**YOUR GOAL**:
Continue the account below of Olds and Milner's 1954 brain-stimulation experiments on rats at McGill, starting right after its final sentence.

**DOCUMENT EXCERPT**:
[Start of section]
Montréal, 1954.
Fortunately, Peter Milner and James Olds didn’t have
perfect aim with their electrodes.
While postdoctoral fellows at McGill University under the direction of
the renowned psychologist Donald Hebb, Olds and Milner were conducting
experiments which involved implanting electrodes deep into the brains of
rats. The implanting surgery was
done under anesthesia and the electrodes, two of them, half a millimeter apart,
were then cemented to the skull.
After a few days to recover from the surgery, the rats were fine. Long, flexible wires were attached to
the electrodes at one end and to a electrical stimulator at the other, to allow
for discrete activation of the specific brain region where the tips of the
electrodes had come to rest. One
particular Fall day, Olds and Milner were testing a rat in which they had
attempted to target a structure called the midbrain reticular system. Located at the midline of the brain, at
the point where the base of the brain tapers to form the brainstem, this region
had previously been shown by another lab to control sleeping and waking
cycles. But in this surgery, the
electrode had gone astray and it wound up, still at the midline, but in
somewhat more forward position in the brain, a region called the medial
forebrain bundle.
The rat was
placed in a large box with corners labeled A, B, C, and D and was allowed to
explore freely. But, whenever the
rat went to corner A, the experimenter pressed a button to deliver a brief,
mild electrical shock through the implanted electrodes. After a few jolts, the rat kept
returning to corner A and finally fell asleep in a different location. The next day, however, the rat seemed
even more interested in corner A.
Olds and Milner were excited: they believed that they has found a brain
region that, when stimulated, provoked curiosity. However, further experiments on this same rat soon proved
that not to be the case. By this
time, the rat had a acquired a habit of returning often to corner A to be
stimulated. The experimenters then
tried to coax the rat away from corner A: they would give a shock every time
the rat made a step in the direction of corner B. This worked all too well—within 5 minutes, the rat was in
corner B. Further investigation
revealed that this rat could be directed to any location within the box with
well-timed brain shocks—brief ones to guide the rat to the target location and
more sustained ones once there.
[End of section]
**SUPPLIED DATA**:
[Start of section]
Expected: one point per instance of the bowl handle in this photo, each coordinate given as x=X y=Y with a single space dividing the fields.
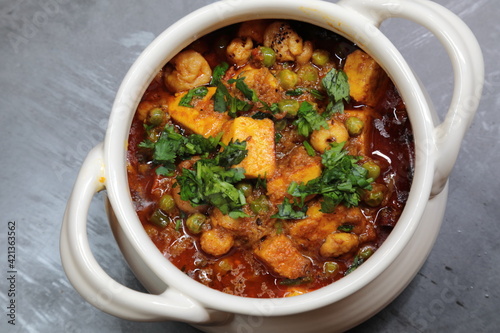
[End of section]
**EXPECTED ANSWER**:
Many years
earlier, the psychologist B.F. Skinner had devised the operant conditioning
chamber or “Skinner Box” in which a lever press by an animal triggered either a
reinforcing stimulus such as delivery of food or water, or a punishing stimulus
like a painful footshock. Olds and
Milner soon adapted the chamber so that a lever press would deliver direct
brain stimulation through the implanted electrodes. What resulted was perhaps the most dramatic experiment in
the history of behavioral neuroscience—rats would press the lever as many as
7,000 times per hour to stimulate their brains. They weren’t stimulating a “curiosity center” at all-- this
was a reward circuit, the activation of which was much more powerful than any
natural stimulus. A series of
amazing experiments revealed that rats preferred reward circuit stimulation to
food (even when they were hungry) and water (even when they were thirsty). Self-stimulating male rats would
ignore a female in heat and would repeatedly cross footshock-delivering flood
grids to reach the lever. Female
rats would abandon their newborn nursing pups to continually press the lever. Some rats would self-stimulate 2,000
times per hour for 24 hours, to the exclusion of all other activities. They had to be unhooked from the
apparatus to prevent starvation!
Further work
was done to systematically vary the placement of the electrode tips and thereby
map the reward circuits of the brain.
These experiments revealed that stimulation of the upper surface of the
brain, the neocortex, where sensory and motor processing reside, produced no
reward—the rats continued to press the lever at chance levels. However, deep in the brain, there was
not just a single discrete location underlying reward. Rather, a group of interconnected
structures, all located at the base of the brain and distributed along the
midline comprised the reward circuit.
These included a variety of locations with names like the ventral
tegmental area, amygdala, medial forebrain bundle and septum as well as
portions of the thalamus and hypothalamus. Not all of these areas were equally rewarding. Stimulation in some parts of this
“medial forebrain reward circuit” could support self stimulation rates of 7,000
times/hour while others only elicited 200 times/hour.
It’s hard to
imagine now, but at the time, the notion that motivational or reward mechanisms
could be localized to certain brain regions or circuits was highly
controversial. The dominant
theory, which had held sway for many years, was that excitation of the brain
was always punishing and that learning and the development of behavior could be
explained solely by punishment avoidance. This was called the “drive-reduction hypothesis.” In Olds’ characterization of this
theory, “…pain supplies the push and learning based on pain reduction supplies
the direction.” There was no need
for reward: it was all stick, no carrot.
The pioneering experiments of Olds and Milner clearly demolished the
punishment-only model in favor of a more comprehensive, hedonistic view that
“behavior is pulled forward by pleasure as well as pushed forward by pain”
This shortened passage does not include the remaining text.